--- START ---
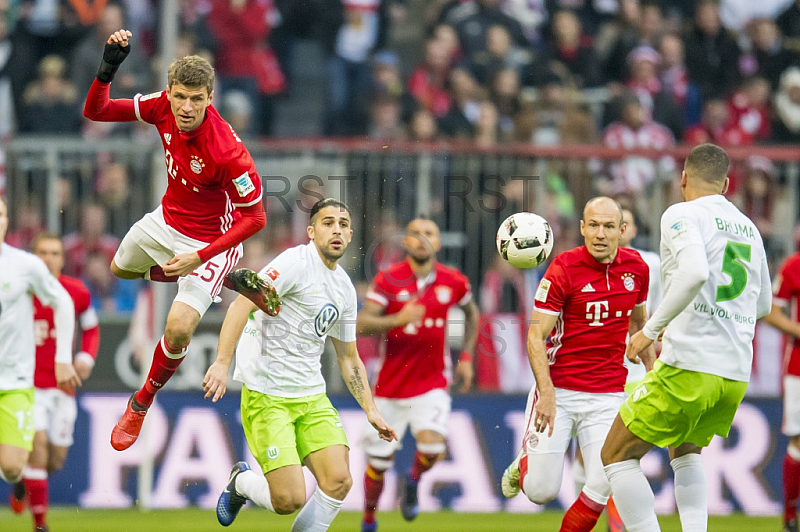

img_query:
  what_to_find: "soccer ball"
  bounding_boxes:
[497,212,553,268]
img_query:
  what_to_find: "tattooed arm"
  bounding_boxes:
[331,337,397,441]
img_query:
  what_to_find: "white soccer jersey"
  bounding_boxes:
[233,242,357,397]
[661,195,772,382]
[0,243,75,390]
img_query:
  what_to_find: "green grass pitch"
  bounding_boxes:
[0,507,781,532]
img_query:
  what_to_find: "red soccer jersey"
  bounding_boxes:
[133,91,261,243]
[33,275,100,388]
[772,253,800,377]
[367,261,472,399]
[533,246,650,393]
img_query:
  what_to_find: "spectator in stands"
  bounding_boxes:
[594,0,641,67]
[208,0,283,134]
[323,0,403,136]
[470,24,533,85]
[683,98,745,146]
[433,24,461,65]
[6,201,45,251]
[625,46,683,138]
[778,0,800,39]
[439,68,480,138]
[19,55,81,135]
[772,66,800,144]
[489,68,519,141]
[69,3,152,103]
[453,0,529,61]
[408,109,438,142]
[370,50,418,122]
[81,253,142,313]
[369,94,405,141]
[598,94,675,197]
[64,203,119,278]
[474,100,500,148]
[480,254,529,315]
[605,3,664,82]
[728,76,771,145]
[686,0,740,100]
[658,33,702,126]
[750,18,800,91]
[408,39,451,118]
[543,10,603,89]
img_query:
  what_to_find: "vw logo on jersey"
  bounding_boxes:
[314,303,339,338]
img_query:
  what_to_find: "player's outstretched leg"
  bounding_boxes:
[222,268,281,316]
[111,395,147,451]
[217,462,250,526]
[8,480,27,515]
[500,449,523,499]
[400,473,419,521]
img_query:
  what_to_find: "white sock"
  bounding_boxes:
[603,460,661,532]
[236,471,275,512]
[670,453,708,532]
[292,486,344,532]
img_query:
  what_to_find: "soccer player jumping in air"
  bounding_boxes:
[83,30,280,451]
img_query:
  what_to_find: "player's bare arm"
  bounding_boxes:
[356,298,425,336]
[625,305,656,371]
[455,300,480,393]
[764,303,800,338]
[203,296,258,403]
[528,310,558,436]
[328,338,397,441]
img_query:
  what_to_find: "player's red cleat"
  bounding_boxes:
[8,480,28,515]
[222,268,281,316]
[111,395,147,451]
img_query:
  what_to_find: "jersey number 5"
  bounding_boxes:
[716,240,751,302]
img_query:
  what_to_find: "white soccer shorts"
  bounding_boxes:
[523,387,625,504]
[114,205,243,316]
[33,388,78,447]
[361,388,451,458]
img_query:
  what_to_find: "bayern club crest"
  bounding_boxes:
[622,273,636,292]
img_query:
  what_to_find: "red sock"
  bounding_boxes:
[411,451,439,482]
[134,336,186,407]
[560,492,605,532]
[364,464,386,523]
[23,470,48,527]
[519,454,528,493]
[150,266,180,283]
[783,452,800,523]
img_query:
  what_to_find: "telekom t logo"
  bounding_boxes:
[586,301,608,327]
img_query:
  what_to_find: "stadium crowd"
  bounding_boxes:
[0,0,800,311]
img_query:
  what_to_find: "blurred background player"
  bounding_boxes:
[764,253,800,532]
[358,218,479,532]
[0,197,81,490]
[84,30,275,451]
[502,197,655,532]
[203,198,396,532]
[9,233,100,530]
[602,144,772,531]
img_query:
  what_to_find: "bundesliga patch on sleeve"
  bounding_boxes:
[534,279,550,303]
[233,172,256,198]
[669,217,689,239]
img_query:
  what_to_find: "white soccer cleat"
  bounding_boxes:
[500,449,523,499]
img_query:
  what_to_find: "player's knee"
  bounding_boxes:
--- END ---
__Objective__. Please copy the rows word for word, starting with the first line and going on through the line that contains "[533,246,650,393]". Leave the pictures out of your answer.

__Written reply__.
img_query:
  what_to_find: "soccer ball"
  bounding_boxes:
[497,212,553,268]
img_query:
  what_to_find: "tattooed arm"
  bounding_boxes:
[331,337,397,441]
img_query:
  what_to_find: "white soccer jersey"
  bounding_boxes:
[233,242,357,397]
[661,195,772,382]
[0,243,75,390]
img_query:
  what_to_find: "green grass pitch"
  bounding_boxes:
[0,507,781,532]
img_query:
  what_to_find: "red soccer jersey"
  bounding_boxes:
[133,91,261,243]
[33,275,100,388]
[772,253,800,377]
[367,261,472,399]
[533,246,650,393]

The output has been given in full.